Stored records
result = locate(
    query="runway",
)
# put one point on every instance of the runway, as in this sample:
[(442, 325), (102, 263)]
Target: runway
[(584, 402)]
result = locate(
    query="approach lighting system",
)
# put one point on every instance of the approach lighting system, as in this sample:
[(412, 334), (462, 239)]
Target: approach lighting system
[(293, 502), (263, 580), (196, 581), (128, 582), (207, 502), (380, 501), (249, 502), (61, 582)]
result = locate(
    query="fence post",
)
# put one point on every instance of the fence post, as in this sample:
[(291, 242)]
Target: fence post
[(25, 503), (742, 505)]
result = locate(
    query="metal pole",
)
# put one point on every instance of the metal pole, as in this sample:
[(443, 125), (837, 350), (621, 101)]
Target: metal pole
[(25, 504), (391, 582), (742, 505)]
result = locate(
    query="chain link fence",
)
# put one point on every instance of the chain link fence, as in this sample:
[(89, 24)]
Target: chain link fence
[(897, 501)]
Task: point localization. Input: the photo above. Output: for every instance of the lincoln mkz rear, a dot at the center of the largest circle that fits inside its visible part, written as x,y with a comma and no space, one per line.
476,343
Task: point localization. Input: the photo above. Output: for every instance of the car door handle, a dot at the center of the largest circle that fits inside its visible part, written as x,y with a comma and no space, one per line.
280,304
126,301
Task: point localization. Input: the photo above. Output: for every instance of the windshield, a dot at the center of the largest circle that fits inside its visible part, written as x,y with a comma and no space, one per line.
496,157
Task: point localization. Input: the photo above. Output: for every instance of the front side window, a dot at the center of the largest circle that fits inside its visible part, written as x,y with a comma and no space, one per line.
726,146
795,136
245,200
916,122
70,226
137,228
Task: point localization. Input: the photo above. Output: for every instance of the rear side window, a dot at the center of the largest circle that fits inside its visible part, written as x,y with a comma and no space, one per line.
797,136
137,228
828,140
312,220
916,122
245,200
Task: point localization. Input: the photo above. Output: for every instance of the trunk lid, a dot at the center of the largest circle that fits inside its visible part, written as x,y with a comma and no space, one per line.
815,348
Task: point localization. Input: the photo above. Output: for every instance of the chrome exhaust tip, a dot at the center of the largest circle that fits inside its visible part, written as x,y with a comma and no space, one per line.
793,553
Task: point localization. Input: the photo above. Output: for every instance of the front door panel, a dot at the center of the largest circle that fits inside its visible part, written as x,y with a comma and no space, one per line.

§ WHAT IS NEEDED: Output exactly the lines between the one containing "of the chrome" and the final line above, both inclusive.

§ WORKED ANSWER:
Task: point localization. Input: the photo above. Output: for every instance of the chrome exhaust tip, a dot at the center of the largest circle that fits inside its visible part, written as x,y with a comma and no space, one per line.
793,553
Task: point localization. Input: the photo above. Output: for every instance of the front door panel, a dot at the center of the largest circle that fits inside its visible part, written as x,y with a comma and no space, one per line.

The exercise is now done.